# [Exercise prompt]
Render every entry verbatim.

# [Dataset records]

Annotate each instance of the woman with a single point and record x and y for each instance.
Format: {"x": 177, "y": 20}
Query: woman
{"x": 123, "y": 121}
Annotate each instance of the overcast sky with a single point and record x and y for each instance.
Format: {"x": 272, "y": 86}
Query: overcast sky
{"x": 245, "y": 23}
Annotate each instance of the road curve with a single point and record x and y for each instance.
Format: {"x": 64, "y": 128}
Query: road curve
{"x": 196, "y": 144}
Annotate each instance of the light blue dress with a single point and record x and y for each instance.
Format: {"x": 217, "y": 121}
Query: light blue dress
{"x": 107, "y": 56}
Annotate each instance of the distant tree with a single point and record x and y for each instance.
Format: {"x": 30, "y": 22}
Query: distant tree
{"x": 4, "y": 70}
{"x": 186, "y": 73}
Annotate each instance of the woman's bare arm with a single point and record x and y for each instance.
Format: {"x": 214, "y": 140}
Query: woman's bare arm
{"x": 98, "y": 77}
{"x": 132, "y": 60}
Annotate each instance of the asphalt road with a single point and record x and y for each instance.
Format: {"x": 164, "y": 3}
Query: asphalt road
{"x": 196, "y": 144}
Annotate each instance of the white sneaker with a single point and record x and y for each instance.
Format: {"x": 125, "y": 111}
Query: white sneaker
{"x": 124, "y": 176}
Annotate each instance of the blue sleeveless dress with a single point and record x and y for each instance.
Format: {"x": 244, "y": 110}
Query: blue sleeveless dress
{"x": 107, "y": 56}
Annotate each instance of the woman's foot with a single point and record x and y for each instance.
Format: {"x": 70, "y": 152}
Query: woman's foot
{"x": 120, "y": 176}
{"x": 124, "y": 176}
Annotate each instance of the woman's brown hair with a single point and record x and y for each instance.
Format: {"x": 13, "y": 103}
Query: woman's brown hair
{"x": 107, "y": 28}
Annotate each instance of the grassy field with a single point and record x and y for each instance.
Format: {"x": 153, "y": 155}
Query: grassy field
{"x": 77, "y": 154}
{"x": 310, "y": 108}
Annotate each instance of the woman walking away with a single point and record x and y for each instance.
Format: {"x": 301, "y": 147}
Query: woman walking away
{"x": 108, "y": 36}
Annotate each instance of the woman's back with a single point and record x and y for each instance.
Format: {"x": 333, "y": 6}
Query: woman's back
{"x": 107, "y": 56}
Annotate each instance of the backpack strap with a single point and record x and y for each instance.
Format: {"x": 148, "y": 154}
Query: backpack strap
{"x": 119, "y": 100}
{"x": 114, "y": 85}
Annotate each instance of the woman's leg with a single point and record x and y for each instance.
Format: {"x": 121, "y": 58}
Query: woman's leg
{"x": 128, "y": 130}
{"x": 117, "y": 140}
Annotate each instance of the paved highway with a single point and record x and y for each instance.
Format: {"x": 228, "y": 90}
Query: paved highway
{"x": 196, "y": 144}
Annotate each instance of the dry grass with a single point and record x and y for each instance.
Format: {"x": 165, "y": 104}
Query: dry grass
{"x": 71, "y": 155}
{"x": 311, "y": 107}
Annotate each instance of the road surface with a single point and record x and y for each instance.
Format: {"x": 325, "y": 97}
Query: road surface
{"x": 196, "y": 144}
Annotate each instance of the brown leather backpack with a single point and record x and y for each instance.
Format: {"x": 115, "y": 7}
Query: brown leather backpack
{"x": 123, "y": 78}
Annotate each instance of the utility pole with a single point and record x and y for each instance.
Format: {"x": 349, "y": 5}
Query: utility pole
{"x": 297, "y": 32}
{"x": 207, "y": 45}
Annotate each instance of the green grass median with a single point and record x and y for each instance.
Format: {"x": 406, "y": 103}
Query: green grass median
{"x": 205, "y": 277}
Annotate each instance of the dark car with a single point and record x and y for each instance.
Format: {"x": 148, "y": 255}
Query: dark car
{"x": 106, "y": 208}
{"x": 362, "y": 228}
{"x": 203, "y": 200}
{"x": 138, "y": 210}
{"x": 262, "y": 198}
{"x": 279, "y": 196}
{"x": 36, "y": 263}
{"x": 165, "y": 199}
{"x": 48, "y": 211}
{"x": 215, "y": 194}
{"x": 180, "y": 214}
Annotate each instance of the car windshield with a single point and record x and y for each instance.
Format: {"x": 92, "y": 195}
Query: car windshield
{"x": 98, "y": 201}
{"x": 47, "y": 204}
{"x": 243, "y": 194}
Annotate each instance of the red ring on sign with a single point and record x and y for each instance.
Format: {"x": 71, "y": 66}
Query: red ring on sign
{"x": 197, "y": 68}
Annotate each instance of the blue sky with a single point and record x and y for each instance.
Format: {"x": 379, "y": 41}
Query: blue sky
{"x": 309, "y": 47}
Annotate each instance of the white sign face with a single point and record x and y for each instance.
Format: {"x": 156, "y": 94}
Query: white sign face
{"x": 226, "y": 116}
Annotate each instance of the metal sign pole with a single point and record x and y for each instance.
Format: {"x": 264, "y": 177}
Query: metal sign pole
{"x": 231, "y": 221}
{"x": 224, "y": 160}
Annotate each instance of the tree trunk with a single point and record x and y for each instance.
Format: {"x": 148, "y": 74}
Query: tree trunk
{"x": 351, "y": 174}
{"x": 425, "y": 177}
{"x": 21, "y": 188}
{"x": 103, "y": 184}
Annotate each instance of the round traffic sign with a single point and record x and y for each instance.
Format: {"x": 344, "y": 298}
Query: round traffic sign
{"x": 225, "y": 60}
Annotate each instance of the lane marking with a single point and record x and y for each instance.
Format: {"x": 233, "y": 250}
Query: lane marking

# [Completed exercise]
Annotate each instance of the woman with a single point and record x and y for each instance.
Format: {"x": 177, "y": 20}
Query: woman
{"x": 123, "y": 121}
Annotate each instance of the overcast sky with a single point and record x and y for each instance.
Format: {"x": 272, "y": 86}
Query: overcast sky
{"x": 245, "y": 23}
Annotate each instance of the road curve with a single point and record x and y for each instance.
Format: {"x": 64, "y": 128}
Query: road curve
{"x": 196, "y": 144}
Annotate each instance of the light blue dress with a single point and record x and y for each instance.
Format: {"x": 217, "y": 121}
Query: light blue dress
{"x": 107, "y": 56}
Annotate each instance of the distant tree with a single point and record x and y for each instance.
Format: {"x": 30, "y": 22}
Query: distant tree
{"x": 4, "y": 70}
{"x": 186, "y": 73}
Annotate each instance of the woman's bare arm with a single point and record x and y for each instance.
Format: {"x": 214, "y": 140}
Query: woman's bare arm
{"x": 98, "y": 77}
{"x": 132, "y": 60}
Annotate each instance of the asphalt road with a single point and record x and y for each instance.
Format: {"x": 164, "y": 3}
Query: asphalt road
{"x": 196, "y": 144}
Annotate each instance of the white sneaker with a single point and record x and y for each instance.
Format: {"x": 125, "y": 111}
Query: white sneaker
{"x": 124, "y": 176}
Annotate each instance of the blue sleeveless dress with a single point and record x and y for each instance.
Format: {"x": 244, "y": 110}
Query: blue sleeveless dress
{"x": 107, "y": 56}
Annotate each instance of the woman's foot with a single point and record x and y for each instance.
Format: {"x": 70, "y": 152}
Query: woman's foot
{"x": 120, "y": 176}
{"x": 124, "y": 176}
Annotate each instance of the woman's brown hair with a single point and record x and y for each instance.
Format: {"x": 13, "y": 103}
Query: woman's brown hair
{"x": 107, "y": 28}
Annotate each instance of the grassy field with a single point and record x and y for each instance.
Format: {"x": 153, "y": 155}
Query: grassy field
{"x": 77, "y": 154}
{"x": 310, "y": 108}
Annotate each instance of the woman walking away with a single point and record x and y for each instance.
Format: {"x": 301, "y": 147}
Query: woman walking away
{"x": 108, "y": 36}
Annotate each instance of the woman's back with a single point and record x and y for each instance.
Format: {"x": 333, "y": 6}
Query: woman's back
{"x": 107, "y": 56}
Annotate each instance of the backpack strap with a single point and record x and y for each instance.
Format: {"x": 148, "y": 154}
Query: backpack strap
{"x": 119, "y": 100}
{"x": 114, "y": 85}
Annotate each instance of the woman's leg with a single point and record x and y for each instance.
Format: {"x": 121, "y": 58}
Query: woman's leg
{"x": 128, "y": 130}
{"x": 117, "y": 140}
Annotate each instance of the paved highway with a single point and record x and y for each instance.
Format: {"x": 228, "y": 90}
Query: paved highway
{"x": 196, "y": 144}
Annotate each instance of the dry grass with a single point and record x and y for each instance.
Format: {"x": 165, "y": 104}
Query: dry grass
{"x": 71, "y": 155}
{"x": 311, "y": 107}
Annotate each instance of the road surface with a single point and record x and y for each instance.
Format: {"x": 325, "y": 97}
Query: road surface
{"x": 196, "y": 144}
Annotate each instance of the brown leather backpack with a single point and record x and y for each instance.
Format: {"x": 115, "y": 7}
Query: brown leather backpack
{"x": 123, "y": 78}
Annotate each instance of the utility pole with a single point and record x and y for each instance.
Format: {"x": 349, "y": 5}
Query: utility pole
{"x": 297, "y": 32}
{"x": 207, "y": 45}
Annotate each instance of the green grass median with a single point and record x and y for each instance.
Format: {"x": 406, "y": 103}
Query: green grass median
{"x": 205, "y": 277}
Annotate each instance of the dark car with a single point and record x and y for each instance.
Format: {"x": 148, "y": 255}
Query: dark car
{"x": 106, "y": 208}
{"x": 362, "y": 228}
{"x": 203, "y": 200}
{"x": 138, "y": 210}
{"x": 262, "y": 198}
{"x": 279, "y": 196}
{"x": 36, "y": 263}
{"x": 165, "y": 199}
{"x": 48, "y": 211}
{"x": 215, "y": 194}
{"x": 180, "y": 214}
Annotate each instance of the car windshield with a single point and record x and y for each instance.
Format: {"x": 92, "y": 195}
Query: car windshield
{"x": 98, "y": 201}
{"x": 47, "y": 204}
{"x": 243, "y": 194}
Annotate each instance of the red ring on sign with a single point and record x and y for each instance.
Format: {"x": 71, "y": 66}
Query: red ring on sign
{"x": 197, "y": 68}
Annotate each instance of the blue sky with a single point and record x and y for each instance.
Format: {"x": 379, "y": 41}
Query: blue sky
{"x": 309, "y": 47}
Annotate each instance of the white sign face with a single point and record x and y for each instance.
Format: {"x": 156, "y": 94}
Query: white sign face
{"x": 226, "y": 116}
Annotate each instance of the metal sign pole with a single point and record x and y for each instance.
Format: {"x": 264, "y": 177}
Query: metal sign pole
{"x": 231, "y": 221}
{"x": 224, "y": 160}
Annotate each instance of the tree trunk with a single point and record x and y for each instance.
Format: {"x": 148, "y": 74}
Query: tree trunk
{"x": 351, "y": 174}
{"x": 425, "y": 177}
{"x": 21, "y": 188}
{"x": 103, "y": 184}
Annotate each instance of the round traffic sign with a single point and record x and y for each instance.
Format: {"x": 344, "y": 298}
Query: round traffic sign
{"x": 225, "y": 60}
Annotate each instance of the lane marking with a single point and record x and y for each instance.
Format: {"x": 233, "y": 250}
Query: lane marking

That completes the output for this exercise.